=== RECORDS SHOWN ===
───

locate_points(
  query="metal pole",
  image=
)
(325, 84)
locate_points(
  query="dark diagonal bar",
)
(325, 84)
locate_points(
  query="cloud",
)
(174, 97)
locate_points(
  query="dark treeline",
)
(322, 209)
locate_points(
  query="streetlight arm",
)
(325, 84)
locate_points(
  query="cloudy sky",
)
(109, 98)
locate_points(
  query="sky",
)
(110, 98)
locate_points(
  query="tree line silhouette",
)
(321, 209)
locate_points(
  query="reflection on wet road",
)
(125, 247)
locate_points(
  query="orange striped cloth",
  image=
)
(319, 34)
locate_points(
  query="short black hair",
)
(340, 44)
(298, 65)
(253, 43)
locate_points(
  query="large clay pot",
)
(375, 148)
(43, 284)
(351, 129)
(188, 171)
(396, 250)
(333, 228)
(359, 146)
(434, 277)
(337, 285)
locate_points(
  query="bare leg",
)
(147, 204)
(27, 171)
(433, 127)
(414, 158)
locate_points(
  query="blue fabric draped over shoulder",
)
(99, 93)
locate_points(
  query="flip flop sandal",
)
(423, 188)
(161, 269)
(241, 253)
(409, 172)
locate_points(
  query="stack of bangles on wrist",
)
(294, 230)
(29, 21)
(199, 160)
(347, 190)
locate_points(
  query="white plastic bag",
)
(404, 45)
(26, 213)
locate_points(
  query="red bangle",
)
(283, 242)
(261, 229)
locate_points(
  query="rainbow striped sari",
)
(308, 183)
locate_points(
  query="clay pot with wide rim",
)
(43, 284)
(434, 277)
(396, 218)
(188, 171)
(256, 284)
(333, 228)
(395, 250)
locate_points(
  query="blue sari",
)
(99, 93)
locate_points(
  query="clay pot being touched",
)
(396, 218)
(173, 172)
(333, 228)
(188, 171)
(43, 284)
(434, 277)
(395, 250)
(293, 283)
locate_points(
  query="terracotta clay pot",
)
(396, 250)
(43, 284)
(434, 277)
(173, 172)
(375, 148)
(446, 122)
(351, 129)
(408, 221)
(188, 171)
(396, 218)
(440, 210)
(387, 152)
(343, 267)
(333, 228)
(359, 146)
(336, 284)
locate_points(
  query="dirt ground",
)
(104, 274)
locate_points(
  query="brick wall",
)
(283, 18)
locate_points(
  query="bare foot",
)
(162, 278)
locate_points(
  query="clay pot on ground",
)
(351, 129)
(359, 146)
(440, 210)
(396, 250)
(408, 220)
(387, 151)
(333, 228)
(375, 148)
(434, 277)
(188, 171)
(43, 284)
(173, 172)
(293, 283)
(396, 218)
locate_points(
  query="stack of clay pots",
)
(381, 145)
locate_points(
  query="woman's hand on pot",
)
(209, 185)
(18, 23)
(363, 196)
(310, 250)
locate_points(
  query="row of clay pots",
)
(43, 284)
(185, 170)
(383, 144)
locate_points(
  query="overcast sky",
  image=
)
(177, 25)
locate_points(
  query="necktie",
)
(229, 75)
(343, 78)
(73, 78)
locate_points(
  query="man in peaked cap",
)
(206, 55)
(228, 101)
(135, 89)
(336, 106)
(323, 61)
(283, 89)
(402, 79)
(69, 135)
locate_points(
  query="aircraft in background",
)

───

=== INSTRUCTION ===
Copy each record from above exactly, and include every line.

=== WRITTEN REPLY ===
locate_points(
  query="metal pole",
  image=
)
(325, 84)
locate_points(
  query="dark diagonal bar",
)
(325, 84)
locate_points(
  query="cloud",
)
(174, 97)
locate_points(
  query="dark treeline",
)
(322, 209)
locate_points(
  query="streetlight arm",
)
(325, 84)
locate_points(
  query="cloudy sky",
)
(109, 98)
locate_points(
  query="sky",
)
(110, 98)
locate_points(
  query="tree line silhouette",
)
(321, 209)
locate_points(
  query="reflection on wet road",
)
(125, 247)
locate_points(
  query="orange striped cloth",
  image=
)
(319, 34)
locate_points(
  query="short black hair",
)
(340, 44)
(298, 65)
(253, 43)
locate_points(
  query="large clay pot",
)
(375, 148)
(43, 284)
(351, 129)
(188, 171)
(396, 250)
(333, 228)
(359, 146)
(434, 277)
(337, 285)
locate_points(
  query="bare leg",
)
(147, 204)
(27, 171)
(433, 127)
(414, 158)
locate_points(
  query="blue fabric draped over shoulder",
)
(99, 93)
locate_points(
  query="flip flop sandal",
)
(423, 188)
(161, 269)
(241, 253)
(409, 172)
locate_points(
  query="stack of bangles on wrist",
)
(294, 230)
(29, 21)
(199, 160)
(347, 190)
locate_points(
  query="white plastic bag",
)
(404, 45)
(26, 213)
locate_points(
  query="red bangle",
)
(283, 242)
(261, 229)
locate_points(
  query="rainbow striped sari",
)
(308, 183)
locate_points(
  query="clay pot with wide rim",
)
(43, 284)
(434, 277)
(396, 218)
(188, 171)
(256, 284)
(333, 228)
(395, 250)
locate_points(
  query="blue sari",
)
(99, 93)
locate_points(
  query="clay pot being touched",
)
(396, 218)
(173, 172)
(333, 228)
(188, 171)
(43, 284)
(434, 277)
(395, 250)
(293, 283)
locate_points(
  query="terracotta clay pot",
)
(396, 250)
(43, 284)
(434, 277)
(173, 172)
(375, 148)
(446, 122)
(351, 129)
(408, 221)
(188, 171)
(396, 218)
(440, 210)
(387, 152)
(343, 267)
(333, 228)
(359, 146)
(336, 284)
locate_points(
  query="dirt ground",
)
(104, 274)
locate_points(
  query="brick wall",
)
(283, 18)
locate_points(
  query="bare foot",
)
(162, 278)
locate_points(
  query="clay pot on ground",
)
(351, 129)
(359, 146)
(440, 210)
(396, 250)
(408, 220)
(387, 151)
(333, 228)
(375, 148)
(434, 277)
(188, 171)
(43, 284)
(173, 172)
(293, 283)
(396, 218)
locate_points(
  query="stack of clay pots",
)
(381, 145)
locate_points(
  query="woman's hand on pot",
)
(209, 185)
(18, 23)
(363, 196)
(310, 250)
locate_points(
  query="row of clay pots",
)
(43, 284)
(185, 170)
(383, 144)
locate_points(
  query="overcast sky",
  image=
)
(177, 25)
locate_points(
  query="necktie",
)
(229, 75)
(343, 78)
(73, 78)
locate_points(
  query="man in peaked cap",
)
(206, 55)
(228, 101)
(135, 89)
(336, 106)
(323, 61)
(283, 89)
(402, 79)
(69, 135)
locate_points(
  query="aircraft in background",
)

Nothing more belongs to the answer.